═══ Geciteerde tekst

3. Er wordt een hemelwaterput met een minimale inhoud van 5.000 liter voorzien conform de gewestelijke hemelwaterverordening. Elk dak dat niet als groendak werd uitgevoerd, moet worden aangesloten op deze hemelwaterput conform artikel 38 van de bouwcode. Er moeten aanvoerleidingen voorzien worden voor elk toilet, wasmachine en dienstkranen voor poetswater, tuin en terras.
Procedurestap | Datum |
Indiening aanvraag | 9 maart 2024 |
Volledig en ontvankelijk | 22 mei 2024 |
Start openbaar onderzoek | geen |
Einde openbaar onderzoek | geen |
Gemeenteraad voor aanleg, wijziging, verplaatsing of opheffing van gemeentewegen | geen |
Uiterste beslissingsdatum | 21 juli 2024 |
Verslag GOA | 2 juli 2024 |
Naam GOA | Katrine Leemans |
De aanpalende eigenaars waarvan de scheidingsmuren met het project zouden worden opgericht, uitgebreid of afgebroken, werden om hun standpunt gevraagd. Er werden geen standpunten, opmerkingen of bezwaren ingediend tijdens de openbaarmaking.

══════

• [Doel]:
Pak de vergunningstekst hierboven op waar die ophoudt en schrijf hem verder. Het materiaal hierna staat los van de vergunningstekst.

═══ Aangeleverd materiaal

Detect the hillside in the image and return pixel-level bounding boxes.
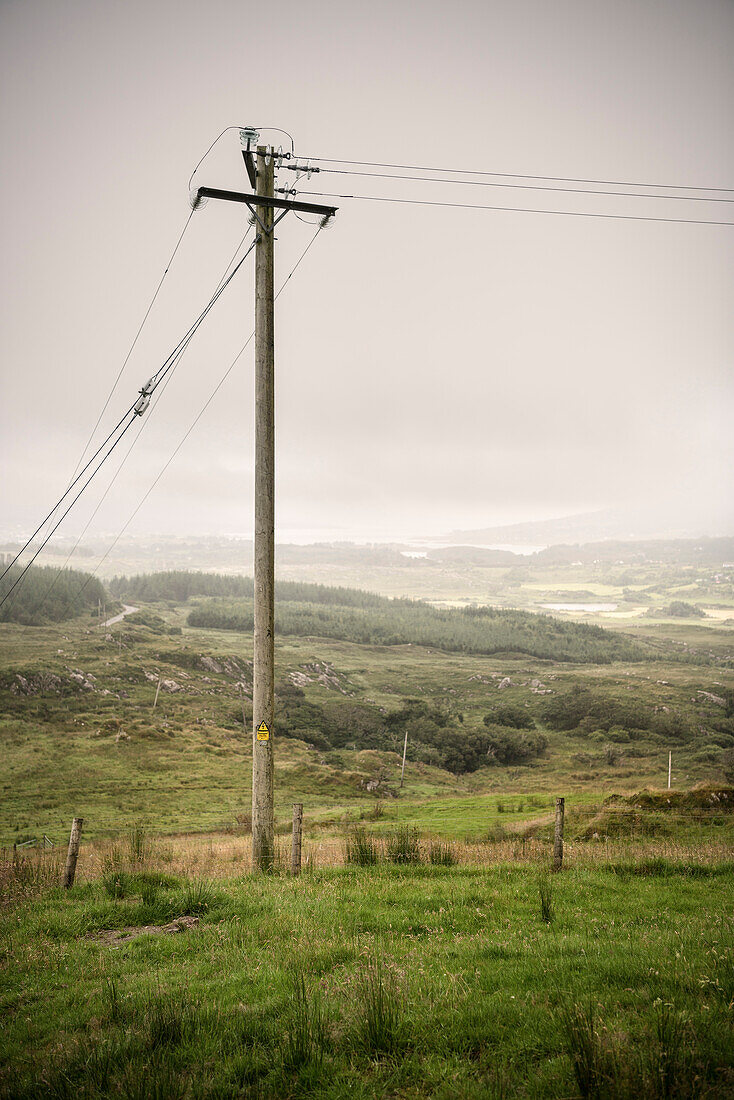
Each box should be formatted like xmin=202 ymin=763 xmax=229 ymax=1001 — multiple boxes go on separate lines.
xmin=0 ymin=580 xmax=734 ymax=844
xmin=111 ymin=572 xmax=646 ymax=664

══════

• [Antwoord]:
Het college sluit zich integraal aan bij het verslag van de gemeentelijke omgevingsambtenaar en maakt dit tot zijn eigen motivatie.
Het college beslist de aanvraag tot omgevingsvergunning goed te keuren en aan de aanvrager de vergunning af te leveren, die afhankelijk is van de strikte naleving van volgende voorwaarden:
Algemene voorwaarden
de algemene voorwaarden die aan de vergunning zijn gehecht en er integraal deel van uitmaken.
Stedenbouwkundige voorwaarden
Het college beslist de plannen waarvan een overzicht als bijlage bij dit besluit is gevoegd, goed te keuren.